- **Records shown**:
begin

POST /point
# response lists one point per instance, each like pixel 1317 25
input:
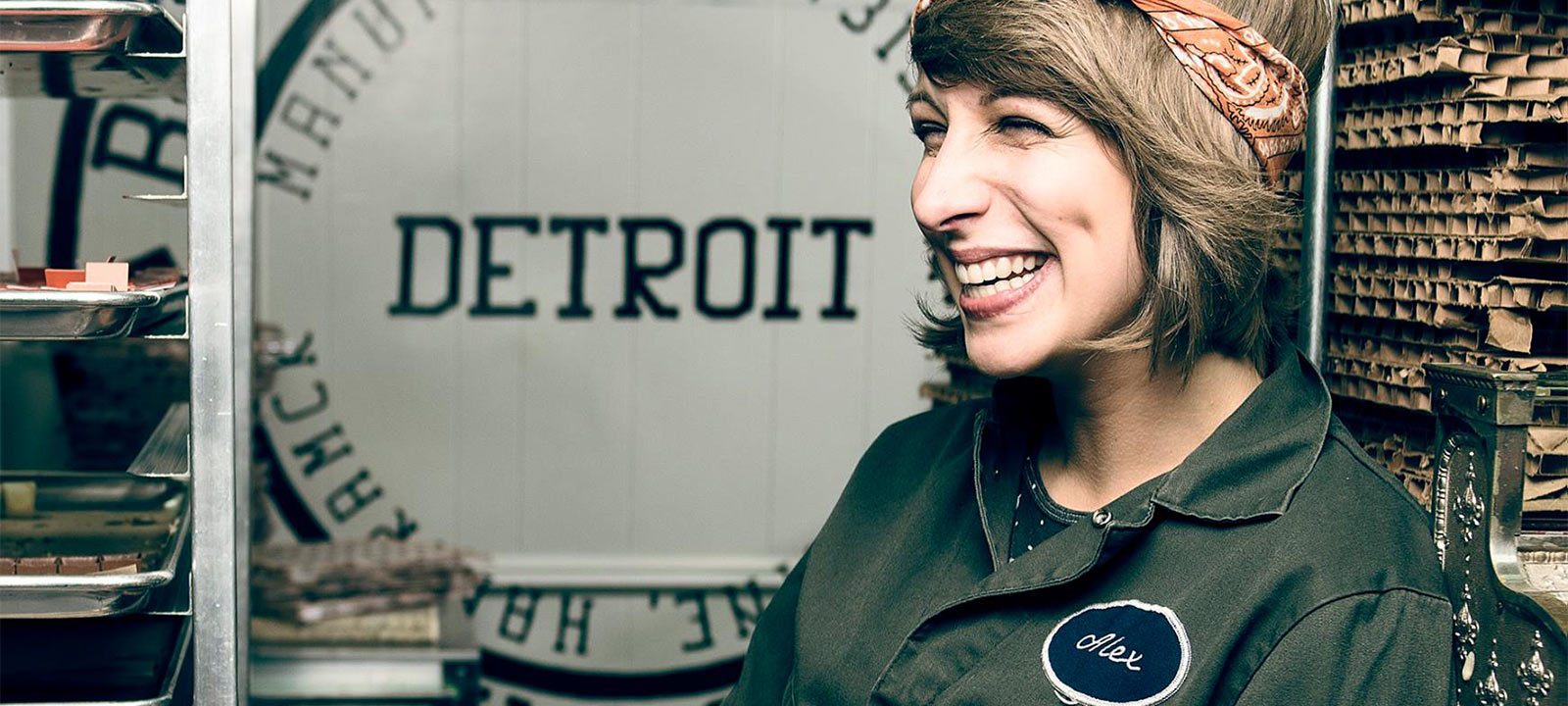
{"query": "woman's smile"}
pixel 1000 284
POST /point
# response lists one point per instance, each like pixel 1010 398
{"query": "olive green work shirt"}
pixel 1275 565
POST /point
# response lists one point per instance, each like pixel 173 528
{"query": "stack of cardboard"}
pixel 1450 231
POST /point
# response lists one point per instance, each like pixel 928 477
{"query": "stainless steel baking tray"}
pixel 167 452
pixel 125 661
pixel 96 595
pixel 73 316
pixel 54 25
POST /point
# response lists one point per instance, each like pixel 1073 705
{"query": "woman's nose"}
pixel 951 190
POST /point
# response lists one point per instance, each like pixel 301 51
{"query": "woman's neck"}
pixel 1115 428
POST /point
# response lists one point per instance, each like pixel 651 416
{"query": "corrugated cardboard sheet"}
pixel 1450 231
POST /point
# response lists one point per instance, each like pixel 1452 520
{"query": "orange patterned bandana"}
pixel 1246 77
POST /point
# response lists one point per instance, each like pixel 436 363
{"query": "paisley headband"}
pixel 1246 77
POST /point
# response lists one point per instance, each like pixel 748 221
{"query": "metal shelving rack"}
pixel 216 73
pixel 220 98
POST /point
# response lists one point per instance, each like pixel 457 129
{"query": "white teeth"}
pixel 1003 271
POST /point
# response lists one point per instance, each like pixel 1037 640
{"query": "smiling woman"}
pixel 1157 504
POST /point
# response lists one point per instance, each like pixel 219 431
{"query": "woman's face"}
pixel 1032 224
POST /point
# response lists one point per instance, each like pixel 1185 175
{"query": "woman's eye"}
pixel 1023 126
pixel 930 135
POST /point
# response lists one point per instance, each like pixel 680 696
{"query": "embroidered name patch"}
pixel 1123 653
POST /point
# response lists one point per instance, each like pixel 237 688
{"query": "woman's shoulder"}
pixel 1361 525
pixel 906 454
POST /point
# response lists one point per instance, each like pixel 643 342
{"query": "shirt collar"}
pixel 1247 470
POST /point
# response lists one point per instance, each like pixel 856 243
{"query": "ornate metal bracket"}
pixel 1507 634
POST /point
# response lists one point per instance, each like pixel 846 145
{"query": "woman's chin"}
pixel 1003 361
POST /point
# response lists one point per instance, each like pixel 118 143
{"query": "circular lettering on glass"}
pixel 1123 653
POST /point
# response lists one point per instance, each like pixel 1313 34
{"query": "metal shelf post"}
pixel 220 75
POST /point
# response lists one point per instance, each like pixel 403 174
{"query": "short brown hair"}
pixel 1206 209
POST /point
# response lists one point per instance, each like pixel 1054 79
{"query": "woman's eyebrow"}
pixel 921 96
pixel 998 94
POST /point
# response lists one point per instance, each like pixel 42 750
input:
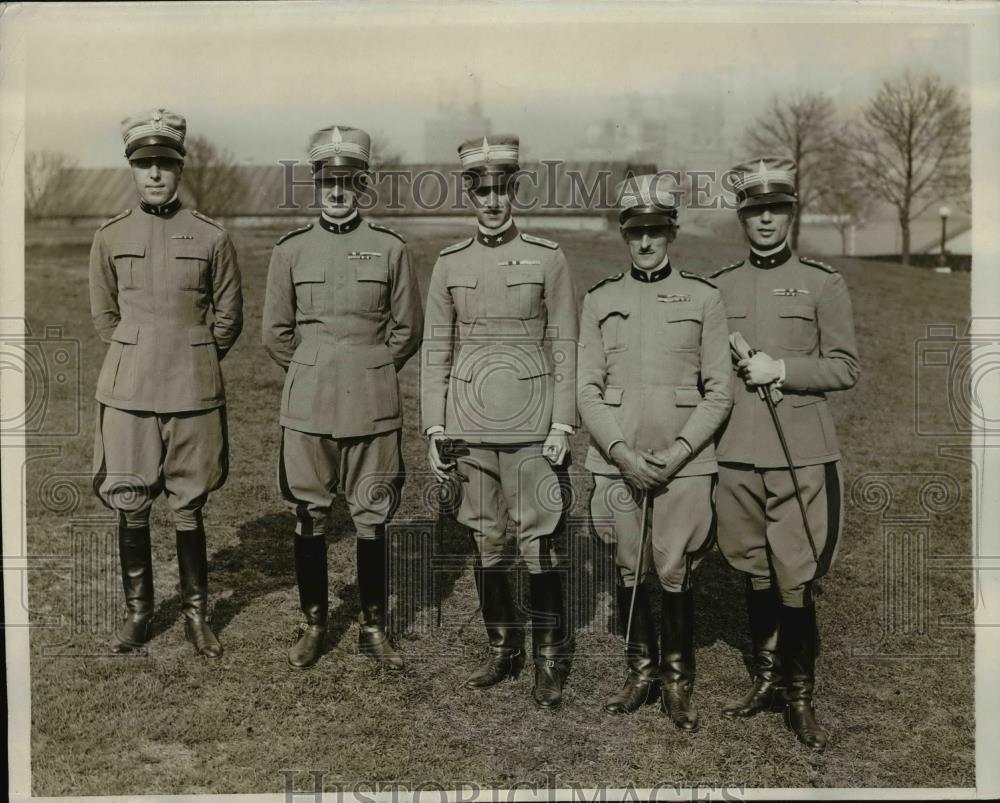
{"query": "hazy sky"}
pixel 259 78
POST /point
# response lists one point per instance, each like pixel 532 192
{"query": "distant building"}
pixel 444 132
pixel 684 130
pixel 268 193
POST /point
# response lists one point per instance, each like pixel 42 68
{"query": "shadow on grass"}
pixel 260 563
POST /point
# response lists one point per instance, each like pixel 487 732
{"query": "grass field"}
pixel 169 723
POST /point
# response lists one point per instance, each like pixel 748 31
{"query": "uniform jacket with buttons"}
pixel 654 366
pixel 499 356
pixel 799 311
pixel 342 315
pixel 165 293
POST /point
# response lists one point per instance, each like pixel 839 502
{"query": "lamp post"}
pixel 943 266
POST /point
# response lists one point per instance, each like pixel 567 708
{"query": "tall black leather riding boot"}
pixel 549 639
pixel 765 694
pixel 640 653
pixel 797 645
pixel 373 639
pixel 135 554
pixel 677 659
pixel 311 576
pixel 192 560
pixel 506 658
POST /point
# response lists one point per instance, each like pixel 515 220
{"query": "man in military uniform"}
pixel 653 389
pixel 156 271
pixel 797 313
pixel 498 373
pixel 342 315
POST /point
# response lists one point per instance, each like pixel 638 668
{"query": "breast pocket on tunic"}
pixel 464 296
pixel 190 265
pixel 682 327
pixel 373 285
pixel 797 326
pixel 130 265
pixel 612 324
pixel 310 288
pixel 525 287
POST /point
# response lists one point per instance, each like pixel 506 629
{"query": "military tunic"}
pixel 155 276
pixel 498 369
pixel 342 315
pixel 654 367
pixel 797 310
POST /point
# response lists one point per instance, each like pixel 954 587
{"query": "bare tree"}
pixel 800 127
pixel 212 177
pixel 841 193
pixel 911 146
pixel 42 170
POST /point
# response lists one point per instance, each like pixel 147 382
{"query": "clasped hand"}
pixel 648 470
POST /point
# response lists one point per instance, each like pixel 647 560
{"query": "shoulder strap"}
pixel 815 263
pixel 387 230
pixel 207 219
pixel 530 238
pixel 116 218
pixel 454 248
pixel 292 233
pixel 688 275
pixel 605 280
pixel 726 269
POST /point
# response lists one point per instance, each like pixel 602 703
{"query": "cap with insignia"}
pixel 648 200
pixel 489 161
pixel 765 180
pixel 154 133
pixel 339 150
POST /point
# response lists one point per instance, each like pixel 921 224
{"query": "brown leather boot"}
pixel 373 638
pixel 765 694
pixel 641 682
pixel 192 560
pixel 797 644
pixel 135 554
pixel 506 656
pixel 677 659
pixel 311 576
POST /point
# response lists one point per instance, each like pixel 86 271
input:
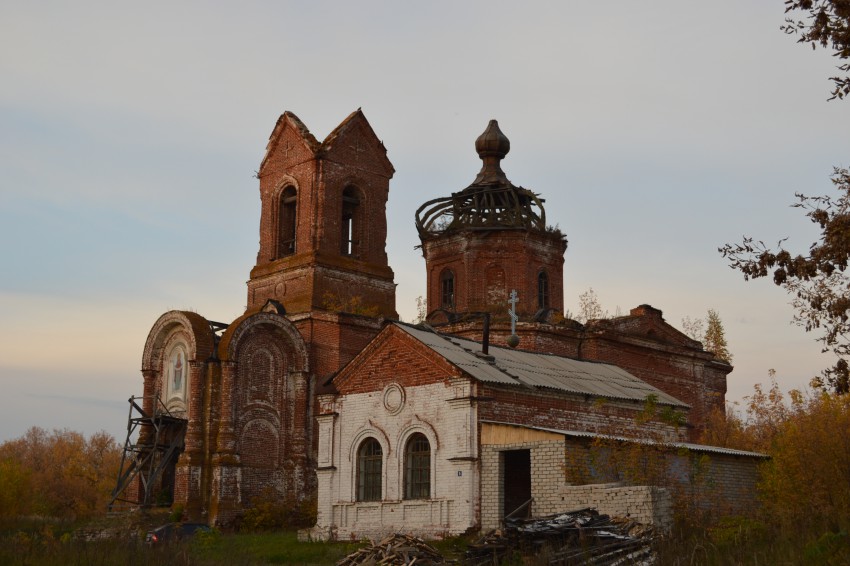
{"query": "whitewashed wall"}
pixel 445 414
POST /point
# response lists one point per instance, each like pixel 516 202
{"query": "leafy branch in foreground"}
pixel 816 280
pixel 828 25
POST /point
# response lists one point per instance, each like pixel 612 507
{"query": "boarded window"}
pixel 542 290
pixel 447 289
pixel 351 222
pixel 287 219
pixel 369 472
pixel 417 468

end

- **What is asked**:
Rewrite the stretch of records from the start through the line containing "pixel 906 454", changing "cardboard" to "paperboard" and leaving everything else as it is. Leave the pictures out of your answer.

- **Answer for this exercise**:
POST /point
# response lists one point per instance, each like pixel 1317 25
input:
{"query": "woman's smile"}
pixel 1000 284
POST /point
# response lists one point per instance, each like pixel 1010 398
{"query": "olive green work shirt"}
pixel 1275 565
POST /point
# response lists one point per instance, each like pixel 173 528
{"query": "stack of paperboard"}
pixel 1450 231
POST /point
# response lists one point per instance, each like pixel 928 477
{"query": "stainless steel baking tray"}
pixel 167 452
pixel 125 661
pixel 96 595
pixel 73 316
pixel 54 25
POST /point
# response lists one point per instance, each like pixel 1073 705
{"query": "woman's nose"}
pixel 951 190
POST /point
# response lists one point per instance, each like pixel 301 51
{"query": "woman's neck"}
pixel 1115 428
POST /point
# response lists one point per instance, each like pixel 651 416
{"query": "corrugated paperboard sheet"}
pixel 1450 231
POST /point
# response lists one point per instance, each like pixel 1452 520
{"query": "orange patterned bandana"}
pixel 1246 77
POST /point
# response lists one point per instance, each like pixel 436 363
{"query": "paisley headband"}
pixel 1246 77
POST /point
# response lists one point per instance, each like pixel 748 221
{"query": "metal shelving rack"}
pixel 216 73
pixel 220 98
POST /point
# response lists one point per instance, each like pixel 457 129
{"query": "white teeth"}
pixel 1003 271
POST /point
# response lists one point per instance, each like pixel 1037 640
{"query": "smiling woman"}
pixel 1157 504
POST /point
# response lists one point per instance, each like pixel 219 431
{"query": "woman's face"}
pixel 1032 224
POST /point
# response lists one point per instance, each like pixel 1185 175
{"query": "woman's eye"}
pixel 1023 126
pixel 930 135
POST /point
# response lists one point per instance, each like pixel 680 696
{"query": "embroidered name patch"}
pixel 1123 653
POST /point
# response lists one point per instance, each like pixel 237 688
{"query": "woman's shoulder"}
pixel 1361 525
pixel 906 454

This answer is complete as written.